### THE REQUEST
Write out the rows below again, substituting "Output" for every "Result" and changing nothing else.

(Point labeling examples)
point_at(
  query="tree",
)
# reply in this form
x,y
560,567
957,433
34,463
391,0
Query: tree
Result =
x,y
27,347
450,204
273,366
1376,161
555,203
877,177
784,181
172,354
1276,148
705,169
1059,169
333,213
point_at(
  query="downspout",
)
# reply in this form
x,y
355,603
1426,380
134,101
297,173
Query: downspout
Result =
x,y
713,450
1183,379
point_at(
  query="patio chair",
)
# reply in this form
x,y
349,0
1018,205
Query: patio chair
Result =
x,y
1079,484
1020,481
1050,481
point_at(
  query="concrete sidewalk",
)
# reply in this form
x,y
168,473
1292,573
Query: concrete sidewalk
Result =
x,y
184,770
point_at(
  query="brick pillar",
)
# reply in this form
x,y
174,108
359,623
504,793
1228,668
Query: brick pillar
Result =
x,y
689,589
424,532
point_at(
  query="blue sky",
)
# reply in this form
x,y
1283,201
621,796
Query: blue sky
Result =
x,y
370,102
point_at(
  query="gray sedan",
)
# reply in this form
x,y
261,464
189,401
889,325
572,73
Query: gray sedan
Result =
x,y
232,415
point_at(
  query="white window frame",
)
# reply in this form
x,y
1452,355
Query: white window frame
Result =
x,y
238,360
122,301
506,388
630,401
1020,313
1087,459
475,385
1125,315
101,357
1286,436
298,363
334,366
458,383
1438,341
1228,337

### SOLUTION TO THIS PROBLEM
point_at(
  query="tree",
)
# reply in this form
x,y
560,567
957,433
34,463
391,0
Query: tree
Output =
x,y
27,347
450,204
273,366
1376,161
555,203
877,177
784,181
172,354
1276,148
705,169
1059,169
333,213
point_at(
  query="downspout",
)
# reply in this form
x,y
355,603
1426,380
134,101
297,173
Query: downspout
Output =
x,y
713,450
1183,379
point_at(
  query="patio chair",
)
# reply in this form
x,y
349,0
1018,205
Query: patio chair
Output =
x,y
1079,484
1020,481
1050,481
point_at(
  query="concrete sidewalk",
)
# reply in this form
x,y
168,473
1292,573
Query: concrete sidewalk
Output =
x,y
184,770
point_at(
  query="brick pillar",
)
# reply in this form
x,y
174,108
359,623
504,793
1228,668
Query: brick pillar
Output =
x,y
689,589
424,532
point_at(
  query="blue sky",
)
# reply in this form
x,y
1283,201
621,796
Query: blue sky
Output =
x,y
370,102
point_at(
  query="gray sedan",
)
# reply in this form
x,y
261,464
189,401
889,325
572,73
Query: gray sedan
Output =
x,y
232,415
point_at(
  query="white window frame",
)
# reply in this form
x,y
1452,355
Query: white window frame
Output =
x,y
238,360
122,301
506,388
630,401
1020,313
1087,459
475,385
1125,315
101,357
1286,436
298,363
334,366
458,383
1438,341
1228,337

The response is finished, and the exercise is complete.